Please copy the listing that follows exactly, leaving out any pictures.

########

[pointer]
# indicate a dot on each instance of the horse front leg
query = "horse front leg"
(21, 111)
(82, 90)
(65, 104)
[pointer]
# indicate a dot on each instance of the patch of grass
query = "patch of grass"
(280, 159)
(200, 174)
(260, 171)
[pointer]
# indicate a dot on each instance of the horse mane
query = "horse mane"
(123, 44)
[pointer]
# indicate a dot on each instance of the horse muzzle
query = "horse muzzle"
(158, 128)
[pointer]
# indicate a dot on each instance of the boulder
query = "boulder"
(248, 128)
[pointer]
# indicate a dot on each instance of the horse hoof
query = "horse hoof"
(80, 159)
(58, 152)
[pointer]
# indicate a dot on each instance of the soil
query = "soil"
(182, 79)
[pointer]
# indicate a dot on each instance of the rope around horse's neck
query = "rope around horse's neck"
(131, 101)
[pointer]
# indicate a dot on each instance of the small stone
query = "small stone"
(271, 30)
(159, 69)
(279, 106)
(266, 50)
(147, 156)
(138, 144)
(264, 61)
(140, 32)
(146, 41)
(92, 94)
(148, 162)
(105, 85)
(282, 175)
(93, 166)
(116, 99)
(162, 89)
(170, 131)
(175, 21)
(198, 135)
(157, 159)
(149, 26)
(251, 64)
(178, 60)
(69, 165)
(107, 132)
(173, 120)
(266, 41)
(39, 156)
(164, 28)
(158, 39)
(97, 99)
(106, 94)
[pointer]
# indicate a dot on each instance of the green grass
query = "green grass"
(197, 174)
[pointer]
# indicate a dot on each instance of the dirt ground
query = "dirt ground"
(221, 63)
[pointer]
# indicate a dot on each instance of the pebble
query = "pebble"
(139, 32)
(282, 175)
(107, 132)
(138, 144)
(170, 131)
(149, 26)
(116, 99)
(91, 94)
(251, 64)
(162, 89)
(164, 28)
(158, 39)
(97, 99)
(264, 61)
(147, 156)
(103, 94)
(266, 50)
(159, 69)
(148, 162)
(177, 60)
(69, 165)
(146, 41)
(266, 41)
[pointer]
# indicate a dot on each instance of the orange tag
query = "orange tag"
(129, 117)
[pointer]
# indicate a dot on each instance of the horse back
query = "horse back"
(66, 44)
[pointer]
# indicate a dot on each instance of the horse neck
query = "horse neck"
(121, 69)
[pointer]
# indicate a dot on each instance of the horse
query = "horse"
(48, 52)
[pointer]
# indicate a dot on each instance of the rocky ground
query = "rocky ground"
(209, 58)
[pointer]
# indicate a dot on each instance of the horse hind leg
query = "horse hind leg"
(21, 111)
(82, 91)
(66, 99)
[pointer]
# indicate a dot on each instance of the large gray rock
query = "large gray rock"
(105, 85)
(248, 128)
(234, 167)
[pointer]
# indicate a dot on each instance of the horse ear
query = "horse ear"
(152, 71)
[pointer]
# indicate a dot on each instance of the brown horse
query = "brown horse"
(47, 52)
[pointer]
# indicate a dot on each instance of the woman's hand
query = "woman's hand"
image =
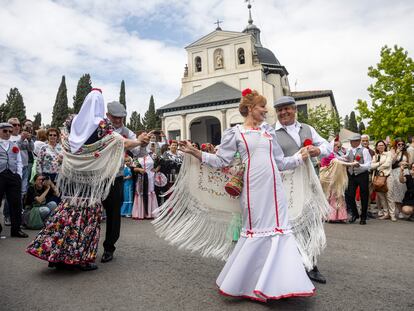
(304, 153)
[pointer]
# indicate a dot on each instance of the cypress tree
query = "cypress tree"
(83, 89)
(37, 122)
(60, 109)
(15, 104)
(122, 94)
(353, 125)
(151, 119)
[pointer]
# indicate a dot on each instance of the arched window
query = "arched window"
(218, 59)
(240, 56)
(197, 62)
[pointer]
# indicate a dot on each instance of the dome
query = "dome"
(266, 56)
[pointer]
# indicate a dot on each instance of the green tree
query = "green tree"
(135, 123)
(353, 125)
(37, 122)
(122, 94)
(392, 95)
(325, 121)
(361, 127)
(346, 122)
(151, 119)
(83, 89)
(15, 104)
(60, 109)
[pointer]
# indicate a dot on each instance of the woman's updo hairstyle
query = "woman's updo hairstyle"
(249, 100)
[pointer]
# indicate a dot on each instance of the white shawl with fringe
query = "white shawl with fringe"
(201, 216)
(87, 176)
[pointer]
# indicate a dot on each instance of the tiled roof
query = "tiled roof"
(217, 94)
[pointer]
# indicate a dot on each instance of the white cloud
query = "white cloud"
(323, 44)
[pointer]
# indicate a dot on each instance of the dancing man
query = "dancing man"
(291, 136)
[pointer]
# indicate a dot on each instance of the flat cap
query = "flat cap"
(4, 125)
(283, 101)
(355, 137)
(116, 109)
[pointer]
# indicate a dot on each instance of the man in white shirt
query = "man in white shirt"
(358, 176)
(291, 136)
(11, 178)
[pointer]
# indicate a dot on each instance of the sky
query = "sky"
(324, 44)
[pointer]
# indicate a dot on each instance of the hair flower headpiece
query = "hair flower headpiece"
(246, 92)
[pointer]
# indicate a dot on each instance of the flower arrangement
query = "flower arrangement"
(308, 142)
(246, 92)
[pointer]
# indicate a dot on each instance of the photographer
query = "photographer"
(408, 179)
(40, 201)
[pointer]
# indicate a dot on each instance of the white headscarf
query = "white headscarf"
(87, 120)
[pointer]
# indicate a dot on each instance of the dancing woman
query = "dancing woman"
(93, 153)
(265, 263)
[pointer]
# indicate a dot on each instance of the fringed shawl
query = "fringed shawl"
(87, 176)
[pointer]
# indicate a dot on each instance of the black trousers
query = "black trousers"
(11, 185)
(361, 180)
(112, 205)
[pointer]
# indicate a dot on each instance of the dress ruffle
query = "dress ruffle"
(265, 268)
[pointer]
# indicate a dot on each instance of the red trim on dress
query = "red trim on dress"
(274, 185)
(248, 181)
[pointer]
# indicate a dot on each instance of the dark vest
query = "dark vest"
(288, 144)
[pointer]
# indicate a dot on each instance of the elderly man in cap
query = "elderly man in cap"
(112, 204)
(358, 175)
(11, 178)
(291, 136)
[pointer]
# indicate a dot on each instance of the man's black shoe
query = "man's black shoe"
(19, 234)
(88, 267)
(107, 256)
(316, 276)
(353, 219)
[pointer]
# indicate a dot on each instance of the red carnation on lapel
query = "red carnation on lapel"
(307, 142)
(246, 92)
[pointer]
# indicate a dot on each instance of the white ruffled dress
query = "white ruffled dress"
(265, 263)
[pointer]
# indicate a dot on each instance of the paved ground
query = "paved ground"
(367, 267)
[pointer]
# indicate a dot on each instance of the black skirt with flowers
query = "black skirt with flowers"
(70, 236)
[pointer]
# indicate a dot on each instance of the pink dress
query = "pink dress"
(337, 204)
(145, 199)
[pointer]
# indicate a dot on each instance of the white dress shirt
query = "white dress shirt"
(6, 144)
(318, 141)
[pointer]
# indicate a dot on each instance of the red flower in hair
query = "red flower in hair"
(246, 92)
(307, 142)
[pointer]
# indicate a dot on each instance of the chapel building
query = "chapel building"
(219, 66)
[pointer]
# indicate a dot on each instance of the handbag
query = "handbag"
(379, 182)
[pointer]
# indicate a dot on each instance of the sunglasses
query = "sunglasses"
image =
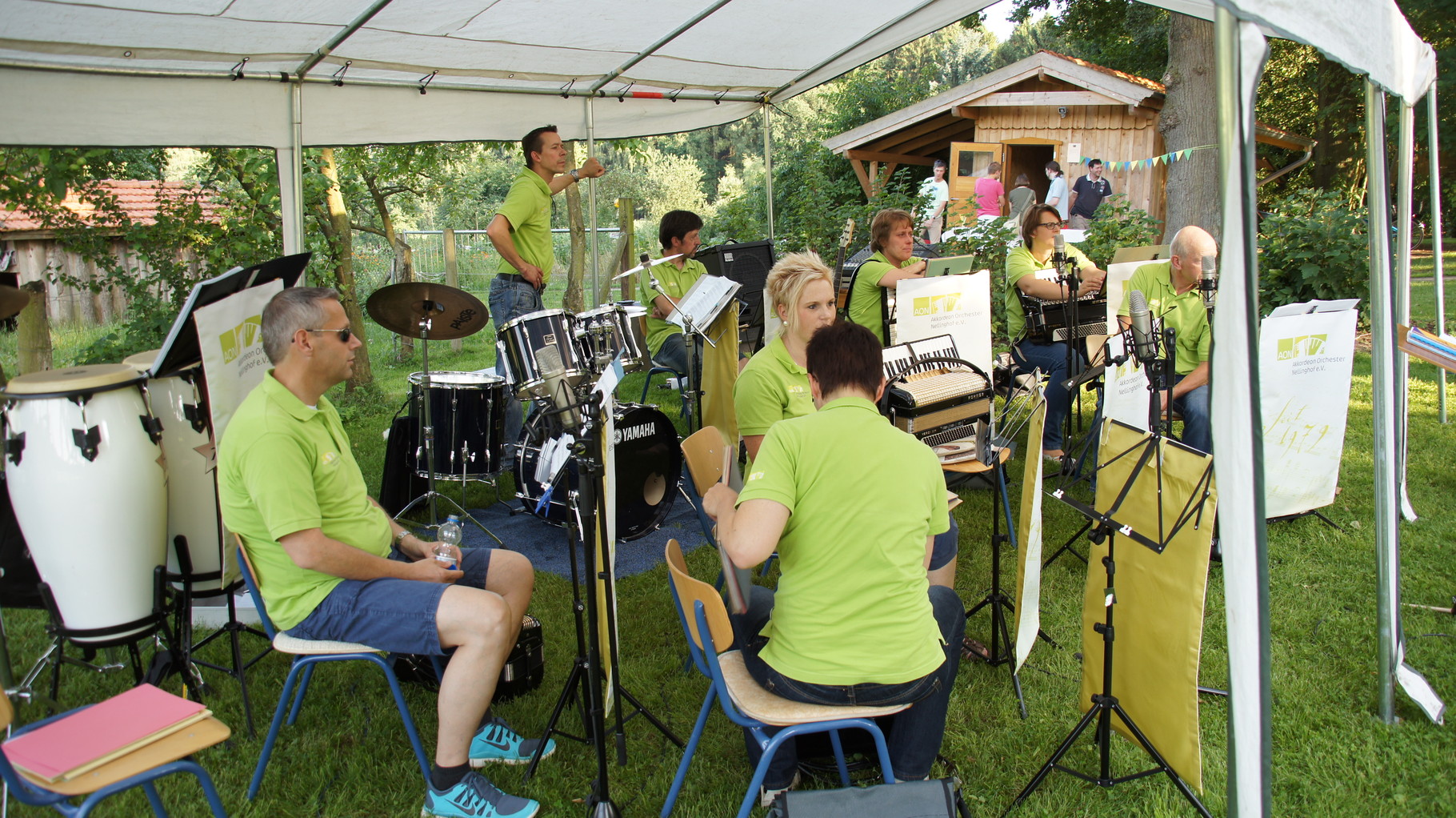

########

Exercise output:
[pointer]
# indicate a dot on each instance of the horse front leg
query = "horse front leg"
(21, 111)
(82, 90)
(65, 104)
[pointer]
# indicate a dot on each instance of the patch of grass
query = "patch of grass"
(280, 159)
(200, 174)
(260, 171)
[pointer]
# indicate a dot on each instance of the horse mane
query = "horse mane"
(123, 44)
[pointer]
# indicate a dot on each instance of the horse muzzle
query = "horse muzzle"
(158, 128)
[pointer]
# indicate a dot on each instance of the boulder
query = "boulder"
(248, 128)
[pointer]
# indicate a dot on each instance of the horse hoof
query = "horse hoof"
(80, 159)
(58, 152)
[pointer]
# indicate a dot on each instance of the soil
query = "soil"
(182, 79)
[pointer]
# indicate a dot on each instance of the rope around horse's neck
query = "rope around horse's neck"
(131, 101)
[pointer]
# indicate a dot on each instance of the small stone
query = "small stone"
(271, 30)
(159, 69)
(279, 106)
(266, 50)
(147, 156)
(138, 144)
(264, 61)
(140, 32)
(146, 41)
(92, 94)
(148, 162)
(105, 85)
(282, 175)
(93, 166)
(116, 99)
(162, 89)
(170, 131)
(175, 21)
(198, 135)
(157, 159)
(149, 26)
(251, 64)
(178, 60)
(69, 165)
(107, 132)
(173, 120)
(266, 41)
(39, 156)
(164, 28)
(158, 39)
(97, 99)
(106, 94)
[pointer]
# indicate a dot on each instance of the green grass
query = "green grass"
(197, 174)
[pointer]
# indicate a dot on each instance of the dirt ground
query = "dirt ground"
(221, 63)
[pointer]
# indicate a dot on each instance of the pebble
query = "pebble"
(139, 32)
(282, 175)
(107, 132)
(138, 144)
(170, 131)
(149, 26)
(116, 99)
(91, 94)
(251, 64)
(162, 89)
(164, 28)
(158, 39)
(97, 99)
(264, 61)
(147, 156)
(103, 94)
(266, 50)
(159, 69)
(148, 162)
(177, 60)
(69, 165)
(146, 41)
(266, 41)
[pointer]
# indicate a dot on each instance of the orange tag
query = "orange tag"
(129, 117)
[pointer]
# indicate a dot on each instance of the horse back
query = "horse back"
(66, 44)
[pointer]
# indicate a dot on each instance of the horse neck
query = "horse neck"
(121, 69)
[pointer]
# indicate a dot on each instance of the horse
query = "horse"
(48, 52)
[pointer]
# indicate a dot on each instance of the rocky ground
query = "rocky ground"
(209, 58)
[pointer]
# indicate a dot on each instance of the horse hind leg
query = "horse hind leg"
(21, 111)
(82, 91)
(66, 99)
[pointer]
# indicate a dot on each instance of the large gray rock
query = "large gray rock"
(105, 85)
(248, 128)
(234, 167)
[pointer]
# indicate a dot on each instance of the horse ear
query = "horse ear"
(152, 71)
[pointer]
# indicate a dot on each instance of the brown horse
query = "brown horse"
(47, 52)
[pointer]
# indicate a dot on each instance of the woman's hand
query = "woman's hand"
image =
(304, 153)
[pointer]
# indicate a dot on each instance of the cypress tree
query = "cypress tree"
(83, 89)
(37, 122)
(60, 109)
(15, 104)
(122, 94)
(353, 125)
(151, 119)
[pointer]
# indicate a dot on each instance of the arched window
query = "arched window"
(218, 59)
(240, 56)
(197, 62)
[pointer]
# indicate a dot on each instance of the dome
query = "dome"
(266, 56)
[pointer]
# indicate a dot on each instance of the green tree
query = "green tree"
(135, 123)
(353, 125)
(37, 122)
(122, 94)
(392, 95)
(325, 121)
(361, 127)
(346, 122)
(151, 119)
(83, 89)
(15, 104)
(60, 109)
[pointer]
# indicate a dot on each instance of the woman's updo hairstyle
query = "woman's updo hairstyle"
(249, 100)
[pointer]
# indicate a dot on each instance of the white shawl with fringe
query = "white shawl with fringe"
(201, 216)
(87, 176)
[pointer]
# indicate a dot on each instance of the tiled roof
query = "tiled roof"
(217, 94)
[pointer]
# indicate a dot on each instance of the white cloud
query = "white cloud"
(323, 44)
[pointer]
# indicate a dot on each instance of the dancing man
query = "dancing man"
(291, 136)
[pointer]
# indicate a dot on each instance of the flat cap
query = "flat cap"
(4, 125)
(283, 101)
(355, 137)
(116, 109)
[pointer]
# indicate a dot on each instance of the man in white shirt
query = "man in white shirt"
(358, 176)
(291, 136)
(11, 178)
[pointer]
# indicate a dot on each instance of the sky
query = "sky"
(324, 44)
[pointer]
# indicate a dot on each instance of the hair flower headpiece
query = "hair flower headpiece"
(246, 92)
[pointer]
# indicate a dot on each instance of the flower arrangement
query = "flower arrangement"
(308, 142)
(246, 92)
[pointer]
# indicate a dot on each instance of the photographer
query = "photographer"
(408, 179)
(40, 201)
[pointer]
# indicate a dot on each instance of the white headscarf
query = "white headscarf"
(87, 120)
[pointer]
# indicate a dot on each instance of the dancing woman
query = "dancing woman"
(93, 153)
(265, 263)
[pointer]
# indicate a dot on each instance of the fringed shawl
query = "fringed shawl"
(87, 176)
[pointer]
# indicate a dot on each instance of the black trousers
query = "black trousers"
(11, 185)
(361, 180)
(112, 205)
[pointer]
# indicate a dot on each instance of the dress ruffle
query = "dress ruffle"
(265, 268)
[pointer]
# indicate a dot on each instance of the red trim on dress
query = "red trim on dress"
(274, 185)
(248, 181)
[pointer]
# indicate a dot on each instance of the dark vest
query = "dark vest"
(288, 144)
[pointer]
# indicate a dot on each instance of the elderly man in cap
query = "elderly man in cap"
(112, 204)
(358, 175)
(11, 178)
(291, 136)
[pointer]
# indicate a dot on each instance of the man's black shoe
query = "man's black shoe"
(19, 234)
(88, 267)
(107, 256)
(316, 276)
(353, 219)
[pointer]
# indicate a dot on each instance of the red carnation on lapel
query = "red carnation on lapel"
(307, 142)
(246, 92)
[pointer]
# indicate a dot on each instance of the white ruffled dress
query = "white ruffled dress"
(265, 263)
[pointer]
# indicate a dot on each instance of the paved ground
query = "paved ground"
(367, 267)
[pointer]
# indicate a dot on each instance of the black skirt with flowers
query = "black skirt with flowers"
(70, 236)
[pointer]
# indicate a dot on each instance of the pink dress
query = "pink dress"
(337, 204)
(145, 199)
[pointer]
# indicate a dot on each instance of the white dress shirt
query = "white dress shirt"
(6, 144)
(318, 141)
[pointer]
# indicate a dot on each instance of the red flower in hair
query = "red flower in hair"
(246, 92)
(307, 142)
[pointer]
# indicate a dot on each instance of the chapel building
query = "chapel building"
(219, 66)
[pointer]
# indicate a dot on each instance of the handbag
query = "handbag"
(379, 182)
[pointer]
# indicate a dot on each instance of the sunglasses
query = "sunglasses"
image =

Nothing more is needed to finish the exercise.